**Action item**
Whenever a line of the records below contains the word "gravel", copy that line.

____ Given information

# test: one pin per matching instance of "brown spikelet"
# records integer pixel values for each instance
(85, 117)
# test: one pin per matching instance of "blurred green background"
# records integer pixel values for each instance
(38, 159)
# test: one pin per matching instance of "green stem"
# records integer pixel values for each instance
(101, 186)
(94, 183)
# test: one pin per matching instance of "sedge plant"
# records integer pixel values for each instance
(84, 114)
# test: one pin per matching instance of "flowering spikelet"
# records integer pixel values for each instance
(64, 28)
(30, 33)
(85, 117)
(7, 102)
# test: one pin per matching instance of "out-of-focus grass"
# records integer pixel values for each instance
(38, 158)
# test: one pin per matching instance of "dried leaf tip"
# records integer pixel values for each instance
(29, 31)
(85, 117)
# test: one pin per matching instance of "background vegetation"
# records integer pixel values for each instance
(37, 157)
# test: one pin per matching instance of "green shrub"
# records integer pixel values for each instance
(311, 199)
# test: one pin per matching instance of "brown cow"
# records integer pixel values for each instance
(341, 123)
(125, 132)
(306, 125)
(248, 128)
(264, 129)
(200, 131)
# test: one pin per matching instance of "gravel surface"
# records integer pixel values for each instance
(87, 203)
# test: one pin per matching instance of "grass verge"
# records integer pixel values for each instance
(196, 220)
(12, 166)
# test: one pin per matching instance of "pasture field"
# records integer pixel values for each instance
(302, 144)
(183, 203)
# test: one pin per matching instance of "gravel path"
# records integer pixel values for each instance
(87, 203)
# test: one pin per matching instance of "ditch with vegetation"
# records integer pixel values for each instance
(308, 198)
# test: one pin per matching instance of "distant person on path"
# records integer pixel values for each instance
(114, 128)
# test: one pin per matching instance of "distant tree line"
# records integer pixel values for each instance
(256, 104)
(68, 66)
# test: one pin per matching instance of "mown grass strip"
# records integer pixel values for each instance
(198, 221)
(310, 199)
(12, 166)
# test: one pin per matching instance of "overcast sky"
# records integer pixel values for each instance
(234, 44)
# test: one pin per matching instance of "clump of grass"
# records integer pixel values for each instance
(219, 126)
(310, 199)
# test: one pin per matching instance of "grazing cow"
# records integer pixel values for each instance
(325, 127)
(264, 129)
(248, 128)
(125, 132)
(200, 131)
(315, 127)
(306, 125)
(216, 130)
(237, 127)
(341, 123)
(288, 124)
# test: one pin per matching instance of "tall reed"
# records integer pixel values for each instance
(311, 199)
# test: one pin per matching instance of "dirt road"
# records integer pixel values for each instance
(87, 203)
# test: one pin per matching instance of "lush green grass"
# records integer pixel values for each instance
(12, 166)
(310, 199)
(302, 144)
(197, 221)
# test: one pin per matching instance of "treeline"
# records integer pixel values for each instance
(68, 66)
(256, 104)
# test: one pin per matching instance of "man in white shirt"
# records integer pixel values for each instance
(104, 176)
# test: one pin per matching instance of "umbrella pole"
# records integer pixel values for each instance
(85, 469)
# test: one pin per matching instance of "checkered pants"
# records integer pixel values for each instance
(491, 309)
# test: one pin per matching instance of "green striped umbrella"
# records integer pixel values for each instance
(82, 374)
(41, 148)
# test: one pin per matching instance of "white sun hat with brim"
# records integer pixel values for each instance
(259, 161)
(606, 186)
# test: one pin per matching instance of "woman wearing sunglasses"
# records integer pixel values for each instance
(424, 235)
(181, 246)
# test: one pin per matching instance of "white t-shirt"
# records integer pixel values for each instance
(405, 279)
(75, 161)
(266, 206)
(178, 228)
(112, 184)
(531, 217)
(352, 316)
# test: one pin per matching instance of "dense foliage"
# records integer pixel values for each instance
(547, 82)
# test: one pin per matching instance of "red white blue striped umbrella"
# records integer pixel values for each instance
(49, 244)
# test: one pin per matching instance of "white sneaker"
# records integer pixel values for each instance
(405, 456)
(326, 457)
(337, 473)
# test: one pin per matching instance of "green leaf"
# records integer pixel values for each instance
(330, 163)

________

**Exercise answer**
# test: one pin per matching instance of "gravel surface"
# test: one pin per matching instance of "gravel path"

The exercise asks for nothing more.